Mit der Arbeit zum Thema Diskriminierung startet ein Prozess des Mentalitätswandels, der Zeit braucht. Meiner Meinung nach muss man dabei nicht nur selbst ein Vorbild sein, sondern auch ein Team haben, das daran glaubt und es lebt. Und dann ist es wichtig, diesen Prozess den Mitarbeitenden nicht aufzuzwingen, sondern die Menschen von der Relevanz des Prozesses mit konkreten Ergebnissen zu überzeugen.

SY ISSAKA Maman Tahirou

Welche eigenen Erfahrungen konnten Sie in diese Aufgabe einbringen? Was ist aus Ihrer Sicht bei einem solchen Prozess wichtig und was gilt es zu beachten?

• _Ausgelesene Daten_

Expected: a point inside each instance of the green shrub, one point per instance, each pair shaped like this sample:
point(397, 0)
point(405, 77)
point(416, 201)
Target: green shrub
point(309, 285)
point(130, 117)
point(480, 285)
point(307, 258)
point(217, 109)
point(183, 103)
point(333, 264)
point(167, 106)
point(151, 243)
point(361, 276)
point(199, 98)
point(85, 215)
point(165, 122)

• _Aufgabe 1_
Welche Punkte nennt der Text zum Thema Diskriminierung als wichtig für den Prozess des Mentalitätswandels? Führen Sie alle auf.
• _Aufgabe 2_
Fassen Sie den Text zum Thema Diskriminierung in zwei Sätzen zusammen.
• _Aufgabe 3_
Schreiben Sie den Text zum Thema Diskriminierung im Anschluss an die beiden Fragen am Ende weiter.

• _Antwort 1_
- Selbst ein Vorbild sein
- Ein Team haben, das daran glaubt und es lebt
- Den Prozess den Mitarbeitenden nicht aufzwingen
- Die Menschen mit konkreten Ergebnissen von der Relevanz des Prozesses überzeugen

• _Antwort 2_
Die Arbeit zum Thema Diskriminierung startet einen Prozess des Mentalitätswandels, der Zeit braucht und für den man selbst ein Vorbild sein und ein Team haben muss, das daran glaubt und es lebt. Außerdem ist es wichtig, den Prozess den Mitarbeitenden nicht aufzuzwingen, sondern sie mit konkreten Ergebnissen von seiner Relevanz zu überzeugen.

• _Antwort 3_
Ich habe mich immer gefragt, inwieweit unsere eigenen Identitäten und unsere manchmal unvereinbaren Unterschiede das Zusammenleben und -arbeiten beeinflussen. In diesen Prozess habe ich natürlich meine Erfahrungen, die ich die letzten 22 Jahren in verschiedenen Kontexten in verschiedenen Positionen und mit verschiedenen Gemeinschaften gesammelt habe, eingebracht. Ich habe in mehreren afrikanischen Ländern, in Kuba und in Deutschland studiert und gelebt, und damit habe ich die Erfahrung und das gibt mir die Bereitschaft, unterschiedliche Verhaltensweisen vergleichen zu können und zu verstehen.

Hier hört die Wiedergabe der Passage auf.